→ **EXERCISE DESCRIPTION**
Extract, word for word, everything in the LangChain PDF notebook from "# Documentation" down to "directory and subdirectories.".

In [None]:
### Installs ###
# %pip install langchain openai pypdf faiss-cpu python-dotenv tiktoken

# Documentation

__NEED AN OPENAI API KEY TO RUN__

## Environment Setup
- Load environment variables using `dotenv`.
- Import necessary libraries like `os`, `glob`, and various modules from `langchain`.

## Finding PDF Files
- Function `find_pdf_files(directory)` lists all PDF files in a specified directory and subdirectories.
- Uses `glob.glob` for searching and sorts the absolute paths of the PDF files.

## Loading and Splitting Text
- `load_and_split(path)` loads a PDF and splits its text into chunks.
- Utilizes `PyPDFLoader` for reading PDF content.
- `CharacterTextSplitter` breaks text into 1000 character chunks, separated by newline (`\n`).

## Setup PDF Files and Embeddings
- Defines a list of file paths to various PDF documents.
- Creates an embedding model using `OpenAIEmbeddings`.

## Creating and Merging Vector Stores
- For each PDF, the text is loaded, split, and converted into vector representations using `FAISS`.
- Merges these vector stores into one primary store.

→ **DATASET EXTRACT**
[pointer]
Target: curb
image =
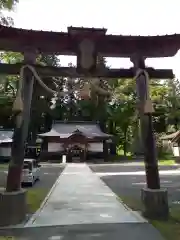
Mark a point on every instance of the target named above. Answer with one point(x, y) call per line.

→ **PROBLEM SOLUTION**
# Documentation

__NEED AN OPENAI API KEY TO RUN__

## Environment Setup
- Load environment variables using `dotenv`.
- Import necessary libraries like `os`, `glob`, and various modules from `langchain`.

## Finding PDF Files
- Function `find_pdf_files(directory)` lists all PDF files in a specified directory and subdirectories.